═══ Data for this task ═══

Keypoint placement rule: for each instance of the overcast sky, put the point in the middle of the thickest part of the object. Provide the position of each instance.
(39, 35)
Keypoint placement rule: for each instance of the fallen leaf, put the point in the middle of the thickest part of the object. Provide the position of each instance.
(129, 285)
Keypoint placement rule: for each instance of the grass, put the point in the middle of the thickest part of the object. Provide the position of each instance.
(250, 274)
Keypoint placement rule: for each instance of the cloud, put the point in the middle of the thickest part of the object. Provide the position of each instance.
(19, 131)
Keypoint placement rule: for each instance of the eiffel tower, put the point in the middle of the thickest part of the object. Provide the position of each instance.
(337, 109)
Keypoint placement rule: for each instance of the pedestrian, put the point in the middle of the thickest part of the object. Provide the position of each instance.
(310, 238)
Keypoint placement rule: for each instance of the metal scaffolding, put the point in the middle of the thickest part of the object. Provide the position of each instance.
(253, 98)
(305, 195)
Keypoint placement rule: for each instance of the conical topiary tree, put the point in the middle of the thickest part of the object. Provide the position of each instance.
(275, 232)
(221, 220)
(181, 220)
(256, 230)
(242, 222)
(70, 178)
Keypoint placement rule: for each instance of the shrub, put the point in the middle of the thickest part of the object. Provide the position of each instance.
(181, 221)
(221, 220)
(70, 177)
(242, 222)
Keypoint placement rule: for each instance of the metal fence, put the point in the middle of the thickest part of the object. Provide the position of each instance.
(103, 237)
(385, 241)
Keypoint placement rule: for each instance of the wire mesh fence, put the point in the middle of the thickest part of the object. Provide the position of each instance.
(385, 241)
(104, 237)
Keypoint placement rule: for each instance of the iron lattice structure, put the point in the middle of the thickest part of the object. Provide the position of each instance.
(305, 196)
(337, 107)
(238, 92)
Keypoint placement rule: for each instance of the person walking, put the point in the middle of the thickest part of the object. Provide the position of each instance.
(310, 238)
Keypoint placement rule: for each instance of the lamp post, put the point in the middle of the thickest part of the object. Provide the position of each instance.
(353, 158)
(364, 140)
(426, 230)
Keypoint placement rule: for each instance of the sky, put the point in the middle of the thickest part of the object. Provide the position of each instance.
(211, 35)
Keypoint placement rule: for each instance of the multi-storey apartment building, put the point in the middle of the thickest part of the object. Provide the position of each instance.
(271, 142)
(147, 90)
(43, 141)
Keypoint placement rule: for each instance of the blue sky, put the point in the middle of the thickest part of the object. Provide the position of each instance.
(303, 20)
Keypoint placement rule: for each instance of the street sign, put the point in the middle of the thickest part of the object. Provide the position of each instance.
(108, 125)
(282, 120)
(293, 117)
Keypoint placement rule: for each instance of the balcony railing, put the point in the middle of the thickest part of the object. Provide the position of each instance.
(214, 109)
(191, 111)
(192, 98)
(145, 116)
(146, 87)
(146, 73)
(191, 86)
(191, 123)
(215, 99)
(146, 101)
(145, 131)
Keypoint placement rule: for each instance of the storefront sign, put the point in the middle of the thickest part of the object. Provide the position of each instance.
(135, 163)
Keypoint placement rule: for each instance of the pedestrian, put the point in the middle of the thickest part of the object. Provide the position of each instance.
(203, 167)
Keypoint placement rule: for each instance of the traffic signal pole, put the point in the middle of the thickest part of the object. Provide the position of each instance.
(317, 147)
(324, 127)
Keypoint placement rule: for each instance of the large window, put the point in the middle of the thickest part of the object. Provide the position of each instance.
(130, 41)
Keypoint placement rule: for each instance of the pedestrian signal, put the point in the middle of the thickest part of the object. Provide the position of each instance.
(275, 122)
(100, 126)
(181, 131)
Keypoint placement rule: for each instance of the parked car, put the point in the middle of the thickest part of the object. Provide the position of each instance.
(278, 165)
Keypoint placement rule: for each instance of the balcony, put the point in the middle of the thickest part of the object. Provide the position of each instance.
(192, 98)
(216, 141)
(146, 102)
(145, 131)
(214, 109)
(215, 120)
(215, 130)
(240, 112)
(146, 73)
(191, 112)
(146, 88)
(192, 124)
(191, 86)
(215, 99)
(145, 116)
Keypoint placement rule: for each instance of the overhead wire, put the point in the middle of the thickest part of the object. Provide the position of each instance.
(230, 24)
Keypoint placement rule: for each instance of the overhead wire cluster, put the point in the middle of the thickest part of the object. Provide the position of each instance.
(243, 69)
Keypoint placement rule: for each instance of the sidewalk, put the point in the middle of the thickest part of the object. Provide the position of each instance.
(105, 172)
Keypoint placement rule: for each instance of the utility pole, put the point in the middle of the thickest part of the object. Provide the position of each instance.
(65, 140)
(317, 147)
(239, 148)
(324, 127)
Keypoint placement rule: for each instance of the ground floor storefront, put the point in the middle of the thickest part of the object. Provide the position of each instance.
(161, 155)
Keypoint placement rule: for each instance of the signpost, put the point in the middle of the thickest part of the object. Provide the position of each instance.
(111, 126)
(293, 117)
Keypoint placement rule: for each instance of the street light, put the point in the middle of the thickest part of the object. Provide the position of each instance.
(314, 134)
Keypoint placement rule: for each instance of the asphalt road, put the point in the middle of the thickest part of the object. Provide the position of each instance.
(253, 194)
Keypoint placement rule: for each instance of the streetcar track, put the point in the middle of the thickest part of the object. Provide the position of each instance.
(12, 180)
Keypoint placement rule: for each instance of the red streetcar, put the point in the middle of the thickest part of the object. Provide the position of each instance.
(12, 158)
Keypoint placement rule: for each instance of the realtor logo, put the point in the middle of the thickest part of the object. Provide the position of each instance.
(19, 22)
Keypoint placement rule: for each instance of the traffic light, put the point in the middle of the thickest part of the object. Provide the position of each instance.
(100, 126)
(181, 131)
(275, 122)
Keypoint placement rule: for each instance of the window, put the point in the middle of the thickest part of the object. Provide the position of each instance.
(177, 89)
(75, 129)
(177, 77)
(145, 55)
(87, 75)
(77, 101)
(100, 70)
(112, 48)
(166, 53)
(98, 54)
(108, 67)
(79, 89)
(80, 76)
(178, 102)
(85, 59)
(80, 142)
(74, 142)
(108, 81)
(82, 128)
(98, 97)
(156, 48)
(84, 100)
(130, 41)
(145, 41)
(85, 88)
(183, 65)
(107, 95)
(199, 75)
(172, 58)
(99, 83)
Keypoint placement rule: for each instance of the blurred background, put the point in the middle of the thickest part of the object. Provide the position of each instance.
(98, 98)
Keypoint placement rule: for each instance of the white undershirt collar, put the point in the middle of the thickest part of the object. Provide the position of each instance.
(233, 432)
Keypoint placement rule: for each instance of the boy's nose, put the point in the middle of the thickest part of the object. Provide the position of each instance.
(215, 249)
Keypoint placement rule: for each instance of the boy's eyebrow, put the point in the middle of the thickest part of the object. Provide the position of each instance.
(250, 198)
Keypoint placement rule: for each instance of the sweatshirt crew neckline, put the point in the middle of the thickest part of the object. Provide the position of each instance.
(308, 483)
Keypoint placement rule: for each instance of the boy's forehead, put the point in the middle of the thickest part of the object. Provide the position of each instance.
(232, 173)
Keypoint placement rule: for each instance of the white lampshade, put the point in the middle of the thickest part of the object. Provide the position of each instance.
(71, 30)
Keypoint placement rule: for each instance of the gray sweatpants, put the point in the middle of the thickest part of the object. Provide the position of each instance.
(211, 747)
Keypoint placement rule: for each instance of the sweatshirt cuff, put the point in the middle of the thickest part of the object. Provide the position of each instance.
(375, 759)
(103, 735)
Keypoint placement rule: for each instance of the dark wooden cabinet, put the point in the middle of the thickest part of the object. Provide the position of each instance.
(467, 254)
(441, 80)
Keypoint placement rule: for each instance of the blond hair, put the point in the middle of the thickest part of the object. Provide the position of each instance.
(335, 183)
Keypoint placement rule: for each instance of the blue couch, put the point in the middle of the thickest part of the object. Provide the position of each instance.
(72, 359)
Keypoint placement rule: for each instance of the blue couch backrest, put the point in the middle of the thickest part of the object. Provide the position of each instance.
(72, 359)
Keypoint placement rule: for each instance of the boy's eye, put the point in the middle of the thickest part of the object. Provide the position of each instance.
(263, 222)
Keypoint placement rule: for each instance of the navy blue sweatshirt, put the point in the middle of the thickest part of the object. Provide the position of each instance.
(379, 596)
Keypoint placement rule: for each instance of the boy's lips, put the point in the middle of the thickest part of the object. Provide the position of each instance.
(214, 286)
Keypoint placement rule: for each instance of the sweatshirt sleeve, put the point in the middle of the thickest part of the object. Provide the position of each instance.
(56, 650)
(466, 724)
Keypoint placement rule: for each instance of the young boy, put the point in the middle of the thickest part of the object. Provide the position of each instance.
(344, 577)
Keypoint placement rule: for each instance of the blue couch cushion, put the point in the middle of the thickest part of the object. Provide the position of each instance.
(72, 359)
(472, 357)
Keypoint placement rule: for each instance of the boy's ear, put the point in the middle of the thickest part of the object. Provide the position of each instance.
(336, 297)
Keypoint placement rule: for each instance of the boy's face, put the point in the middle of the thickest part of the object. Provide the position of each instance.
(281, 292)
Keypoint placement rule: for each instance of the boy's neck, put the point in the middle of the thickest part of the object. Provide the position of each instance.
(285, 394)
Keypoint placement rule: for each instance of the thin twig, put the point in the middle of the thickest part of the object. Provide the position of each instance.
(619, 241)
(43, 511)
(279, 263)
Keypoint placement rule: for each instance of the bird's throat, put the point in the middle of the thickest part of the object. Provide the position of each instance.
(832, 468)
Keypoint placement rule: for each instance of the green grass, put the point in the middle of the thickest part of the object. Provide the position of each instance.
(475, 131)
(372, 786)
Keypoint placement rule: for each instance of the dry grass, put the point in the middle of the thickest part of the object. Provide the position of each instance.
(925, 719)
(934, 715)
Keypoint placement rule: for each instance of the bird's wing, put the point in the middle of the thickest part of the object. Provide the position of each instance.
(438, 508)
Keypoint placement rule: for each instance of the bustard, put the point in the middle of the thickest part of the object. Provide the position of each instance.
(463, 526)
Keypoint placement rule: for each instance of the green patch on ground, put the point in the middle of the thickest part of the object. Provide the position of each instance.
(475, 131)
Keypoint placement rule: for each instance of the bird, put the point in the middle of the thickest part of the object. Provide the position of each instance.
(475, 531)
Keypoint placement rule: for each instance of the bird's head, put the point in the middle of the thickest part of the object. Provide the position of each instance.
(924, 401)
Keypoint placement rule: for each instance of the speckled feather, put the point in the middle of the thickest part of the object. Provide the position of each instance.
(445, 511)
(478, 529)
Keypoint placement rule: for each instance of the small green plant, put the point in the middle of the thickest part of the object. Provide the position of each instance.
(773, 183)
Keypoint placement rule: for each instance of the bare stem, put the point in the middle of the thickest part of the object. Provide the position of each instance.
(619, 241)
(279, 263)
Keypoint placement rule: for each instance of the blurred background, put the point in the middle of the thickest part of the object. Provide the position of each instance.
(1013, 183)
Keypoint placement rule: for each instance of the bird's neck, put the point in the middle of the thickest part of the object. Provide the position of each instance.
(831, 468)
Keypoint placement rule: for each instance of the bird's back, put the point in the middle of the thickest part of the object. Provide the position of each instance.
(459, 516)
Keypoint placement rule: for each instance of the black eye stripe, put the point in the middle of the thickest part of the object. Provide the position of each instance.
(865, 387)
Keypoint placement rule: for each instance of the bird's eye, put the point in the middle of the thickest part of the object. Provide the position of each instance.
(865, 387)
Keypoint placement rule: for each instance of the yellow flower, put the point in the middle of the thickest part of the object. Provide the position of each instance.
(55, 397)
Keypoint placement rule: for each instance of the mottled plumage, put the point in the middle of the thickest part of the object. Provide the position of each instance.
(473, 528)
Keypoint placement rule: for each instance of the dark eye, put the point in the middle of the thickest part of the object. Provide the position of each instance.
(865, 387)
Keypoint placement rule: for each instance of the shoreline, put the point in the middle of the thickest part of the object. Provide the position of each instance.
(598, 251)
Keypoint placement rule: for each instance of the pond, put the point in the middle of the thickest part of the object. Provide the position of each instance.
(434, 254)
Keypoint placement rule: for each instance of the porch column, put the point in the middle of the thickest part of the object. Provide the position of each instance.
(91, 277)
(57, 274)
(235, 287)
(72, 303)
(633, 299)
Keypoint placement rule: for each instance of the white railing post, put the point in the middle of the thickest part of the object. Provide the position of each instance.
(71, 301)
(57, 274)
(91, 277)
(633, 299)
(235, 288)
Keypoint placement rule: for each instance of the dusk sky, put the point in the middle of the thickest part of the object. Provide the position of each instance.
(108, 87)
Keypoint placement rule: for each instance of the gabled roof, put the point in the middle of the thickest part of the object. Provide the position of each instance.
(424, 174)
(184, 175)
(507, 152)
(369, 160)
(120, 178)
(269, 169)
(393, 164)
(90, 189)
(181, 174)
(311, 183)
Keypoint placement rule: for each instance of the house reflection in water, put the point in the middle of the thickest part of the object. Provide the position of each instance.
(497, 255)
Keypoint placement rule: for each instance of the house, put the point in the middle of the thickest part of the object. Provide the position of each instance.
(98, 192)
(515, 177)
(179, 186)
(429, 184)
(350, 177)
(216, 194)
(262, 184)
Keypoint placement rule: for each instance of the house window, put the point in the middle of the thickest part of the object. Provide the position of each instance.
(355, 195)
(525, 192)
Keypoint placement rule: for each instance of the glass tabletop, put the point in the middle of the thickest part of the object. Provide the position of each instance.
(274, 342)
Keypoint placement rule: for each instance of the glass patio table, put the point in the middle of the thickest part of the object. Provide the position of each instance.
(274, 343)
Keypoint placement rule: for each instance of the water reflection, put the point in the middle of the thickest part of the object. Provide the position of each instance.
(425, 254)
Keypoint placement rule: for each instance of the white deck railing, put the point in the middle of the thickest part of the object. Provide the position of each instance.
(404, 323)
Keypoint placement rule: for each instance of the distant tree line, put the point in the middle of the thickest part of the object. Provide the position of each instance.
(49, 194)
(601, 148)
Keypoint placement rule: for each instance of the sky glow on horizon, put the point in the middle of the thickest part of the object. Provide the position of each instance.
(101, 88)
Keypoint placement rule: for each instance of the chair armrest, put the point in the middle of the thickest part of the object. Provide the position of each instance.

═══

- What is required:
Quote the lines of the listing above that run from the line with "the house reflection" through its last line, both included, and nothing else.

- Response:
Keypoint placement rule: for each instance of the house reflection in water, put the point in the middle of the thickest part of the object. Provide the position of each instance.
(497, 255)
Keypoint placement rule: for each instance of the house, put the point in the middle of the thickest part of the object. Provide the position of each instance.
(98, 192)
(515, 177)
(179, 186)
(429, 184)
(350, 177)
(216, 194)
(262, 184)
Keypoint placement rule: for each instance of the house window, put the point in the middle of the thickest part of the object. Provide the position of each instance.
(355, 195)
(525, 192)
Keypoint placement rule: for each instance of the glass tabletop, put the point in the middle of the thickest part of the object. Provide the position of each instance.
(274, 342)
Keypoint placement rule: for each instance of the glass patio table, put the point in the middle of the thickest part of the object. Provide the position of each instance.
(274, 343)
Keypoint placement rule: for each instance of the water reflection, put the point in the middle of the thickest part of the object. Provide the position of each instance.
(425, 254)
Keypoint placement rule: for each instance of the white deck railing, put the point in the middle of the thickest part of the object. Provide the position of each instance.
(404, 323)
Keypoint placement rule: for each instance of the distant tree line, put the point in the middle of the thickest part of the object. Provide the position of each instance.
(49, 194)
(601, 148)
Keypoint placement rule: for each instance of the sky glow on horizon, put the point in the middle of the thickest part of the object. Provide the position of each instance.
(101, 88)
Keypoint placement rule: for each instance of the chair armrest, put the point in the middle of the thickest part of the object. Provide the position of each instance.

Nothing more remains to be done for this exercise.